---------- SOURCE DATA ----------
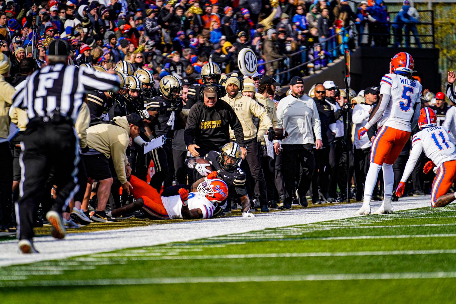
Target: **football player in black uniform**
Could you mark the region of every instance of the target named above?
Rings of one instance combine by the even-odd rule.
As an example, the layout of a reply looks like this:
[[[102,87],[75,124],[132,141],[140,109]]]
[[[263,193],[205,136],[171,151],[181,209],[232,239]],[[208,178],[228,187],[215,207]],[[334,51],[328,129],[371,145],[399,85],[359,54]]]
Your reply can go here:
[[[160,80],[159,91],[161,96],[154,97],[147,105],[147,110],[150,115],[146,128],[146,135],[151,138],[162,135],[165,142],[161,147],[152,151],[155,174],[150,179],[150,184],[160,191],[165,182],[164,188],[172,184],[174,175],[172,141],[174,136],[175,125],[185,126],[187,123],[182,113],[183,105],[182,83],[178,78],[168,75]]]
[[[219,85],[222,77],[220,68],[213,62],[208,62],[201,68],[201,79],[204,84]],[[203,86],[200,84],[192,84],[188,88],[188,100],[191,103],[194,104],[199,100],[200,91]],[[220,96],[221,98],[226,93],[225,87],[219,85]]]
[[[239,168],[239,163],[242,158],[241,155],[241,148],[239,145],[232,142],[223,146],[220,152],[209,151],[204,157],[204,159],[208,161],[210,165],[197,162],[196,160],[199,157],[189,158],[186,161],[186,162],[188,168],[194,168],[203,176],[207,176],[211,173],[211,171],[207,167],[212,166],[217,172],[217,178],[223,180],[228,185],[228,193],[230,195],[235,195],[239,198],[242,205],[243,217],[254,217],[253,214],[249,212],[250,210],[250,201],[247,195],[247,189],[245,188],[246,175],[242,169]],[[205,178],[200,178],[195,182],[192,185],[192,189],[196,189],[198,185],[204,180]],[[220,215],[226,207],[226,201],[219,204],[214,212],[214,216]]]
[[[135,72],[135,76],[138,77],[142,84],[142,99],[144,101],[144,108],[147,107],[147,104],[150,102],[152,98],[158,96],[157,90],[154,87],[154,75],[149,70],[140,68]]]
[[[116,96],[121,95],[128,85],[128,81],[123,74],[117,71],[116,74],[120,79],[120,88],[117,93],[96,90],[87,94],[87,105],[90,111],[91,124],[114,118],[107,117],[108,111],[114,104]]]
----------
__TASK GOAL__: Transcribe the records word for word and include no pictures.

__FINAL ANSWER__:
Target: **football player in black uniform**
Could you mark the region of every instance of the target named above?
Rings of one instance combine by the even-odd rule.
As an example, the layout of a reply looks like this:
[[[102,87],[75,124],[132,141],[140,109]]]
[[[263,193],[205,136],[171,151],[181,209],[232,239]],[[208,178],[228,187],[215,207]],[[334,51],[328,129],[371,145],[399,85],[359,54]]]
Your reply can go here:
[[[160,80],[159,91],[161,96],[154,97],[147,105],[147,110],[150,115],[146,128],[146,135],[151,138],[162,135],[165,142],[161,147],[152,151],[155,174],[150,179],[150,184],[160,191],[165,182],[164,188],[172,184],[174,175],[172,141],[174,136],[175,125],[185,126],[187,123],[182,113],[183,105],[182,83],[178,78],[168,75]]]
[[[219,85],[222,77],[220,68],[213,62],[208,62],[201,68],[201,79],[204,84]],[[203,86],[200,84],[192,84],[188,88],[188,100],[191,103],[194,104],[199,100],[200,91]],[[220,96],[221,98],[226,93],[225,87],[219,85]]]
[[[239,168],[239,163],[242,158],[241,155],[241,148],[239,145],[232,142],[223,146],[220,152],[209,151],[204,157],[204,159],[208,161],[210,165],[197,162],[196,160],[199,157],[189,158],[186,161],[186,162],[188,168],[194,168],[203,176],[207,176],[211,173],[211,171],[207,167],[212,166],[217,172],[217,178],[223,180],[228,185],[228,193],[230,195],[235,195],[239,198],[242,205],[243,217],[254,217],[253,214],[249,212],[250,210],[250,201],[247,195],[247,189],[245,188],[246,175],[242,169]],[[205,178],[200,178],[195,182],[192,185],[192,189],[196,189],[198,185],[204,180]],[[220,215],[226,207],[226,201],[219,204],[214,212],[214,216]]]
[[[135,72],[135,76],[138,77],[142,84],[142,99],[144,101],[144,108],[147,107],[147,104],[150,102],[152,98],[158,96],[157,90],[154,87],[154,75],[149,70],[140,68]]]
[[[116,96],[121,95],[128,85],[128,81],[123,74],[117,71],[116,74],[120,79],[120,88],[117,93],[96,90],[87,94],[87,105],[90,111],[91,124],[114,118],[107,117],[108,111],[114,104]]]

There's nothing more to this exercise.